_Description of the task_:
Leave out the pictures, and quote exactly the lines running from the one with "would ya mind boxing the waterfront" through the last line of the entries below.

_Task material_:
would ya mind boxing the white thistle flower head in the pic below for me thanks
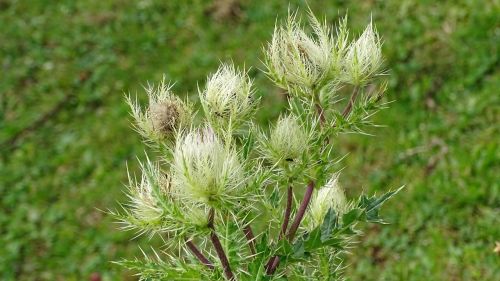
[331,15,350,75]
[172,126,244,207]
[126,160,169,226]
[264,11,334,91]
[264,115,309,165]
[200,63,256,129]
[342,20,383,85]
[307,174,347,230]
[127,77,191,142]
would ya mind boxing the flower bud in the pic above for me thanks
[200,63,256,129]
[148,100,184,135]
[263,115,308,165]
[127,77,191,142]
[172,127,244,207]
[307,175,347,229]
[342,21,382,85]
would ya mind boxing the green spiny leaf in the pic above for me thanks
[320,208,338,242]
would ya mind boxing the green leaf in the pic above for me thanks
[277,239,294,256]
[319,237,343,249]
[358,186,404,223]
[242,131,254,160]
[342,208,363,226]
[303,227,322,251]
[320,208,338,242]
[292,239,305,259]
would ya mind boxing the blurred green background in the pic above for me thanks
[1,0,498,280]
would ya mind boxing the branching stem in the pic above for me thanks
[267,182,315,275]
[313,89,326,126]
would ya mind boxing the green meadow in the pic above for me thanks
[1,0,498,280]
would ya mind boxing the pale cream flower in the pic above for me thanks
[172,127,244,206]
[307,175,347,229]
[262,115,309,165]
[342,21,383,85]
[264,11,334,90]
[125,159,169,226]
[200,63,256,129]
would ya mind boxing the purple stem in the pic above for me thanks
[266,186,294,274]
[208,209,235,281]
[268,182,315,274]
[280,186,293,238]
[315,102,326,125]
[287,181,315,241]
[342,87,359,118]
[243,225,256,255]
[185,239,214,270]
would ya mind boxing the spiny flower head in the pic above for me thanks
[307,174,347,229]
[200,63,256,129]
[172,126,245,208]
[342,21,383,85]
[262,115,309,165]
[264,11,335,91]
[127,77,191,142]
[124,160,168,229]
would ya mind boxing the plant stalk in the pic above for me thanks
[208,209,235,280]
[342,86,359,118]
[313,89,326,126]
[268,183,315,275]
[266,185,294,274]
[280,186,293,238]
[287,181,315,241]
[267,256,280,275]
[315,103,326,125]
[185,239,214,270]
[243,225,256,255]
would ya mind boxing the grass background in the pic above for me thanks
[0,0,498,280]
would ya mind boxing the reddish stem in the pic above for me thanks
[268,182,315,275]
[267,256,280,275]
[266,186,294,274]
[280,186,293,238]
[208,209,235,281]
[185,239,214,270]
[287,181,315,241]
[243,225,256,255]
[315,103,326,125]
[342,87,359,118]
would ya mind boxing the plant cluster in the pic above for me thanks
[114,10,402,281]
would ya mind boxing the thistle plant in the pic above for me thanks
[114,10,403,281]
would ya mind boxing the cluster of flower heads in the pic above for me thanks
[121,8,386,241]
[122,64,258,235]
[118,9,390,280]
[265,10,382,92]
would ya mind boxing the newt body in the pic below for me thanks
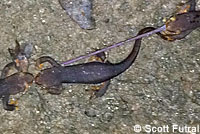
[35,27,155,94]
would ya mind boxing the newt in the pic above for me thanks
[161,0,200,41]
[35,27,155,95]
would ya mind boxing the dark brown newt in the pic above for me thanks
[35,27,155,94]
[161,0,200,41]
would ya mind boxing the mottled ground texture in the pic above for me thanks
[0,0,200,134]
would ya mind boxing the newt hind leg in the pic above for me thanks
[1,63,18,111]
[1,62,16,79]
[91,80,111,97]
[88,52,111,98]
[2,94,17,111]
[35,56,61,70]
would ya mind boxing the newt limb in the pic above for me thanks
[1,62,16,79]
[91,80,111,98]
[8,98,19,110]
[35,56,60,68]
[2,95,16,111]
[89,52,111,97]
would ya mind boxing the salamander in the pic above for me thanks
[161,0,200,41]
[35,27,155,94]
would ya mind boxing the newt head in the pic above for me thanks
[14,55,29,72]
[161,11,200,41]
[161,15,182,41]
[160,0,200,41]
[8,40,33,72]
[35,67,62,88]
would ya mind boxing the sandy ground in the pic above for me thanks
[0,0,200,133]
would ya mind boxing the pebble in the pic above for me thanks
[59,0,95,30]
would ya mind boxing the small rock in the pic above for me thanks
[59,0,95,30]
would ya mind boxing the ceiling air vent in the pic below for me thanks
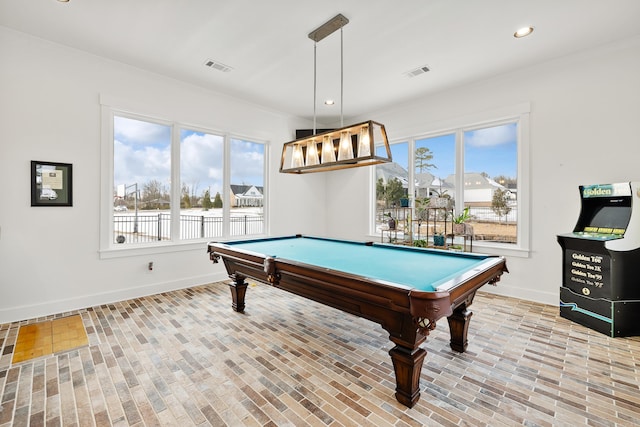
[204,59,233,73]
[404,65,430,78]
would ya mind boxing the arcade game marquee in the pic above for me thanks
[557,182,640,337]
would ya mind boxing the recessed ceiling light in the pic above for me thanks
[514,26,534,38]
[324,100,335,106]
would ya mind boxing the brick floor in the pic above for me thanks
[1,281,639,426]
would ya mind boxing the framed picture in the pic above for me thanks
[31,161,73,207]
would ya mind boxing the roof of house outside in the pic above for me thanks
[230,185,264,196]
[377,163,455,193]
[445,173,507,190]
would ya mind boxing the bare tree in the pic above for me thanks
[491,188,512,223]
[142,179,168,209]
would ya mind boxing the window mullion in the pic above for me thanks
[455,129,464,214]
[517,114,530,250]
[100,106,115,252]
[171,125,181,241]
[222,134,231,237]
[408,138,416,212]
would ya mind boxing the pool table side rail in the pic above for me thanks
[373,240,493,260]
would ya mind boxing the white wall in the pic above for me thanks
[325,36,640,305]
[0,26,326,323]
[2,25,639,323]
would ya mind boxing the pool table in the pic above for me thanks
[207,235,507,407]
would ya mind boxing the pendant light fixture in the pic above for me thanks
[280,14,392,174]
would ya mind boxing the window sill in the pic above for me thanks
[99,234,270,259]
[470,241,530,258]
[99,239,212,259]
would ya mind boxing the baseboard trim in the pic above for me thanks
[0,272,229,324]
[482,283,558,307]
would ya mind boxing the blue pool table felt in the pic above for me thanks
[226,237,491,292]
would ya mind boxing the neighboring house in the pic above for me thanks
[426,175,455,199]
[376,162,409,189]
[230,184,264,207]
[377,162,455,199]
[378,163,511,205]
[415,172,435,198]
[445,172,511,205]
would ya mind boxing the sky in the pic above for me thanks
[113,116,516,200]
[380,122,518,179]
[113,116,264,198]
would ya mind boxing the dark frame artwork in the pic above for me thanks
[31,161,73,207]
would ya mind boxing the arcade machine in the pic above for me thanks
[557,182,640,337]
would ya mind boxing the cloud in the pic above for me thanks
[231,139,264,185]
[465,123,516,148]
[113,124,264,197]
[114,116,171,145]
[180,132,224,195]
[114,139,171,186]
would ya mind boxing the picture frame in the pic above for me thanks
[31,161,73,207]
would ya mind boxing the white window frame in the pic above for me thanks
[99,102,268,259]
[372,103,530,258]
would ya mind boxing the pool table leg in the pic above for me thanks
[389,345,427,408]
[228,274,248,313]
[447,302,472,353]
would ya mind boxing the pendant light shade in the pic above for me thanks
[337,131,353,161]
[291,143,304,169]
[357,124,371,157]
[321,134,336,164]
[305,140,320,166]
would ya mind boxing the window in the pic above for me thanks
[179,128,224,240]
[464,123,518,244]
[373,104,529,255]
[103,108,267,253]
[230,138,265,236]
[415,133,455,199]
[113,116,173,244]
[375,142,409,241]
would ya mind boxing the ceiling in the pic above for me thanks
[2,1,640,124]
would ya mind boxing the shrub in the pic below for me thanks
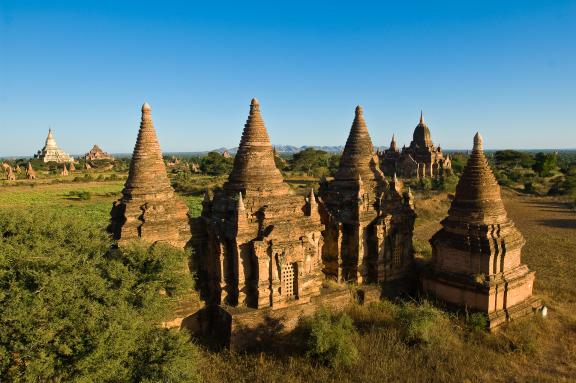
[396,302,441,345]
[467,312,488,332]
[413,239,432,259]
[67,190,92,200]
[304,308,359,368]
[0,209,198,381]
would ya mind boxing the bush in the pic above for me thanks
[396,302,442,345]
[532,152,558,177]
[413,239,432,259]
[304,308,359,368]
[466,312,488,332]
[67,190,92,200]
[200,152,234,176]
[0,209,198,381]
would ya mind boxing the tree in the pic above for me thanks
[200,151,234,176]
[532,152,557,177]
[290,148,333,176]
[494,150,534,168]
[0,209,199,382]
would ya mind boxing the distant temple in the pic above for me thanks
[84,144,114,161]
[26,163,36,180]
[379,112,451,178]
[35,129,74,163]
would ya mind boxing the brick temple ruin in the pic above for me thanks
[319,106,416,289]
[108,103,191,248]
[197,98,325,309]
[108,100,542,347]
[421,133,541,329]
[84,144,115,161]
[379,112,452,178]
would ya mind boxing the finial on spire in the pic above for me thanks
[309,188,316,204]
[419,110,425,125]
[237,192,245,211]
[142,102,151,112]
[251,98,259,106]
[355,105,363,115]
[392,134,396,142]
[473,132,483,151]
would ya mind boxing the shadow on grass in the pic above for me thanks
[537,219,576,229]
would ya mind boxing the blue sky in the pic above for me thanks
[0,1,575,156]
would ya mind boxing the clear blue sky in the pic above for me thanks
[1,1,575,156]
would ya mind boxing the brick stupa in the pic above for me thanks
[6,167,16,181]
[109,103,190,248]
[198,98,324,309]
[319,106,416,285]
[26,163,36,180]
[422,133,541,329]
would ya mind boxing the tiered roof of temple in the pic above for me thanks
[84,144,115,161]
[35,129,74,163]
[422,133,541,329]
[197,98,324,309]
[108,103,190,248]
[319,106,416,285]
[379,112,451,178]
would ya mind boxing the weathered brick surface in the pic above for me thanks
[197,99,324,312]
[319,106,416,286]
[108,103,190,248]
[422,133,541,329]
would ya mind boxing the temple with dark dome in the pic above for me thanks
[379,112,452,178]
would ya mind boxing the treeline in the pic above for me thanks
[489,150,576,197]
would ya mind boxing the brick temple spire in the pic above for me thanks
[122,102,172,197]
[423,132,541,329]
[109,102,190,248]
[334,106,384,182]
[26,162,36,180]
[225,98,289,196]
[413,110,433,148]
[447,132,507,224]
[389,134,398,152]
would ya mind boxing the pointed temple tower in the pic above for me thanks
[26,163,36,180]
[199,98,324,309]
[6,166,16,181]
[319,106,416,286]
[108,103,190,248]
[422,133,541,329]
[35,129,74,163]
[380,134,401,175]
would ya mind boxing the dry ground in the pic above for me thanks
[412,189,576,381]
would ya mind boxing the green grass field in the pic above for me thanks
[0,180,204,228]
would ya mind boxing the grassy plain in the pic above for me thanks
[0,179,204,227]
[1,176,575,382]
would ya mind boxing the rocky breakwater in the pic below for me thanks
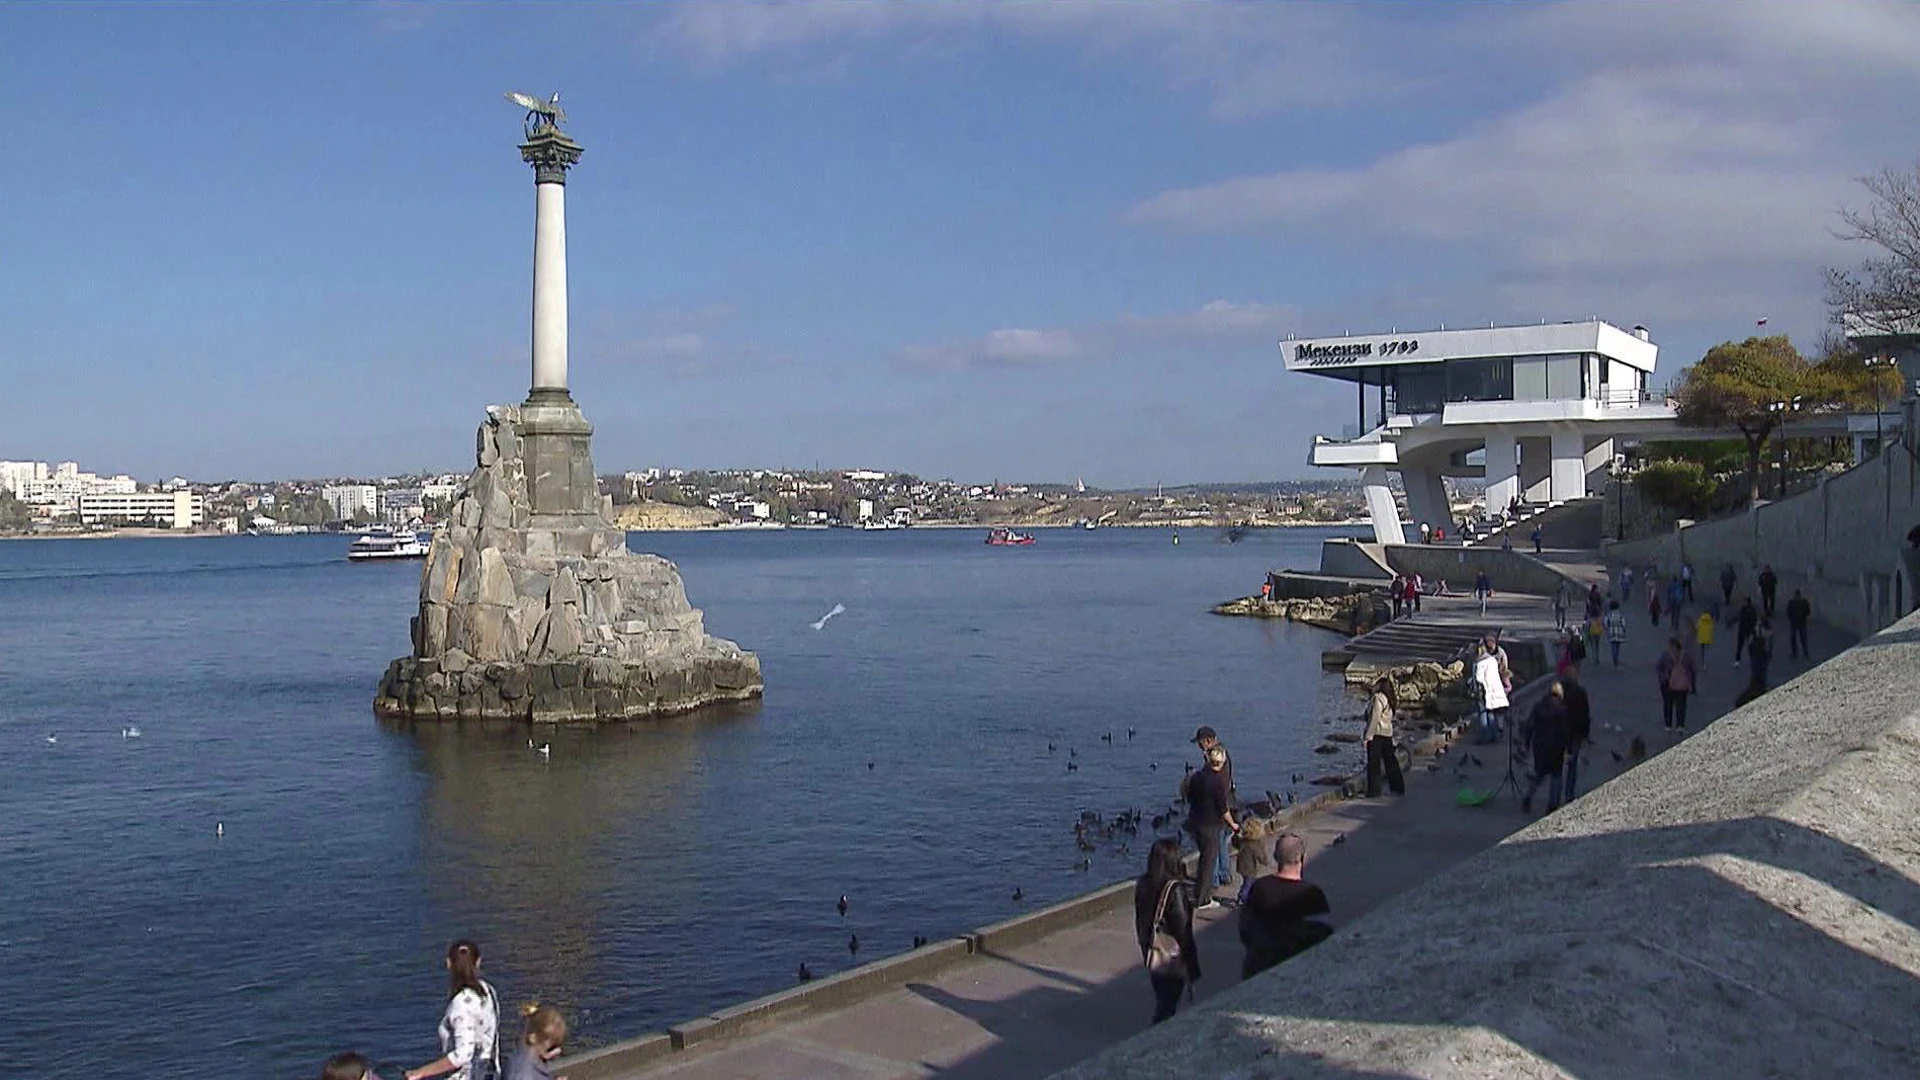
[1342,658,1475,718]
[373,405,762,723]
[1211,591,1390,634]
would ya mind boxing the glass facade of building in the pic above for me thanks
[1388,352,1617,415]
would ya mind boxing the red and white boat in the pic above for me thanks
[985,527,1036,546]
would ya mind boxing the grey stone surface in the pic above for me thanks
[374,403,761,723]
[1051,610,1920,1079]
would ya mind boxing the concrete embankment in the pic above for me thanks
[1055,610,1920,1080]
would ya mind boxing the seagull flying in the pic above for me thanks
[123,726,142,739]
[811,603,846,630]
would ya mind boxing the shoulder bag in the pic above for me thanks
[1145,880,1185,977]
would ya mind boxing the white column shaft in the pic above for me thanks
[531,180,569,393]
[1360,465,1406,545]
[1549,430,1587,502]
[1484,432,1519,512]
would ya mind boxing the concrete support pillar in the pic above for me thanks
[1584,437,1615,485]
[1853,434,1868,466]
[1360,465,1406,546]
[1519,437,1552,503]
[1484,432,1518,515]
[1400,465,1451,536]
[1550,429,1588,503]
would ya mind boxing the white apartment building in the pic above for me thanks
[321,484,379,521]
[0,460,47,496]
[380,488,425,525]
[3,460,139,509]
[78,490,204,529]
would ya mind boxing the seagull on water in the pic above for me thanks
[535,743,551,759]
[123,726,142,739]
[45,735,57,745]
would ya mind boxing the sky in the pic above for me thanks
[4,1,1920,487]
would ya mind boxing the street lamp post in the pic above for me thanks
[1866,356,1891,521]
[1766,396,1803,499]
[1610,452,1627,541]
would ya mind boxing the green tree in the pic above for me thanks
[1674,336,1822,505]
[1633,460,1717,519]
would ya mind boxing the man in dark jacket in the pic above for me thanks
[1734,598,1759,666]
[1560,667,1592,800]
[1521,682,1572,815]
[1183,745,1238,912]
[1719,563,1738,605]
[1758,564,1779,618]
[1786,589,1812,659]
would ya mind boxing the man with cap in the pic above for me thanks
[1192,726,1235,894]
[1183,735,1239,912]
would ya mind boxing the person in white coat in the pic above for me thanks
[1472,641,1510,745]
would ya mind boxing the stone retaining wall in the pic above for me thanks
[1607,436,1920,638]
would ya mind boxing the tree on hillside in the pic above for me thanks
[0,491,31,533]
[1674,336,1820,506]
[1827,159,1920,336]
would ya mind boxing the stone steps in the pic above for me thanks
[1339,618,1495,665]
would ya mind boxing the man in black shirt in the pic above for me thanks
[1183,745,1238,912]
[1192,725,1235,893]
[1238,833,1332,979]
[1786,589,1812,659]
[1758,564,1779,618]
[1559,667,1592,800]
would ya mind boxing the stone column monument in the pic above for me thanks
[374,95,762,724]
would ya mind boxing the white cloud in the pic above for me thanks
[1125,3,1920,324]
[895,299,1294,371]
[629,332,708,359]
[654,1,1405,117]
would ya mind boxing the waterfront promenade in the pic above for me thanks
[573,586,1854,1080]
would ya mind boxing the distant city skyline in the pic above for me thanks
[4,2,1918,485]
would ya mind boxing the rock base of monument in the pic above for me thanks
[374,653,762,724]
[372,400,763,724]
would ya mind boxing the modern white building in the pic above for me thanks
[1289,321,1669,544]
[78,490,204,529]
[321,484,379,521]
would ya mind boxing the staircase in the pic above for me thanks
[1470,498,1604,551]
[1340,616,1496,665]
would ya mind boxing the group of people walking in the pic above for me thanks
[320,941,569,1080]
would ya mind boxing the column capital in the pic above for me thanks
[520,126,584,185]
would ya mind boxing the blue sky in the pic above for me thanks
[4,1,1919,486]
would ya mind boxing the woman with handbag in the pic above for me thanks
[1134,838,1202,1023]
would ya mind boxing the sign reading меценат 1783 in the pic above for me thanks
[1286,339,1421,367]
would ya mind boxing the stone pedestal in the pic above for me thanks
[374,404,763,723]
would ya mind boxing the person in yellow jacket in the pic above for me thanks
[1695,609,1716,663]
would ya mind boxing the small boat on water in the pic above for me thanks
[985,527,1035,546]
[348,526,429,561]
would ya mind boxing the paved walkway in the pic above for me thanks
[606,590,1856,1080]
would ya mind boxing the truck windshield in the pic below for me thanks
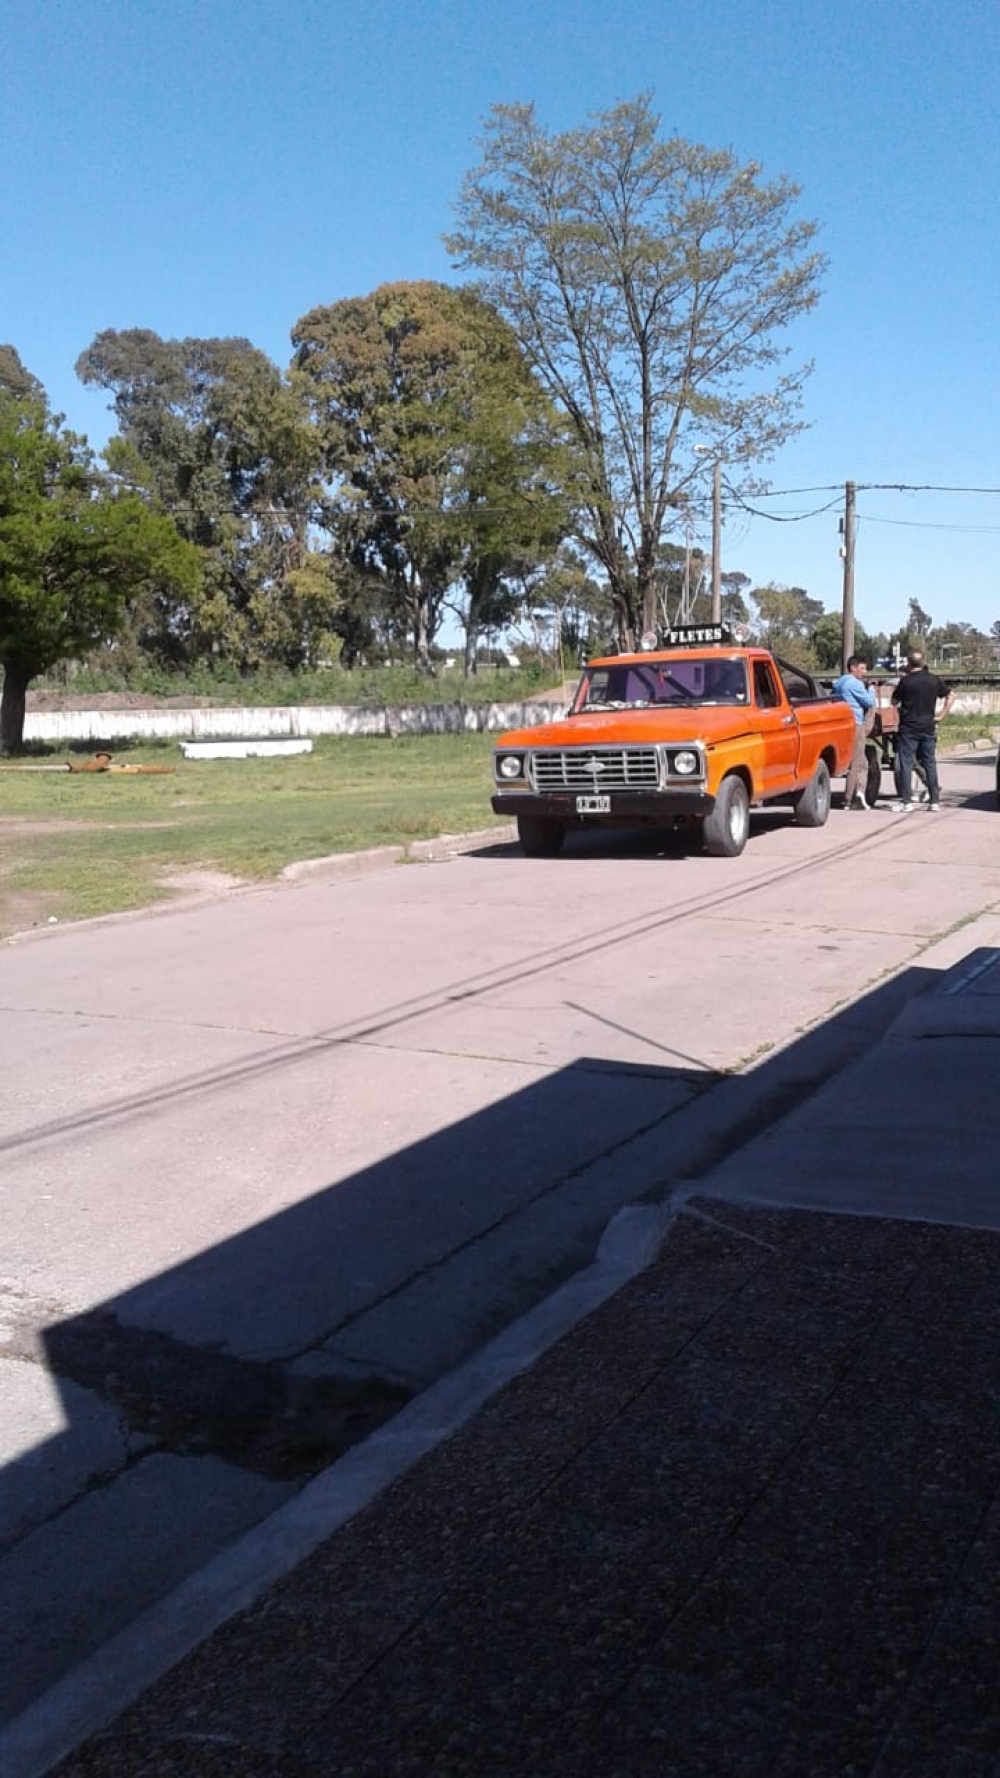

_Answer for the task_:
would ya mind boxing the waterfront promenade in the pic above for me thanks
[573,586,1854,1080]
would ya mind boxing the distant city skyline in the pic above for me thanks
[4,2,1918,485]
would ya mind boxing the rock base of monument in the pic above for me thanks
[374,653,762,724]
[372,400,763,724]
would ya mind boxing the modern white building in the pic above for me thanks
[1289,321,1669,544]
[78,490,204,529]
[321,484,379,521]
would ya mind boxing the staircase in the pic above for me thanks
[1470,498,1604,551]
[1340,616,1496,665]
would ya mind boxing the group of people walking in the pic above for me thanks
[320,941,569,1080]
would ya mind boxing the column capital in the pic above for me thanks
[520,126,584,185]
would ya mind boxing the blue sky in the pic above for me thanks
[4,1,1919,486]
would ya mind boxing the woman with handbag in the pic above for me thanks
[1134,838,1202,1023]
would ya mind boxing the sign reading меценат 1783 in the pic above for me thanks
[1286,339,1421,367]
would ya mind boxing the stone pedestal in the pic above for me thanks
[374,404,763,723]
would ya mind boxing the person in yellow jacket in the pic above for me thanks
[1695,609,1716,663]
would ya mind boxing the small boat on water in the pic above for me thanks
[985,527,1035,546]
[348,526,429,561]
would ya mind boxing the paved walkway in the pic above for me thanks
[606,590,1856,1080]
would ya mind boxing the truck windshield in the pic below for me thanks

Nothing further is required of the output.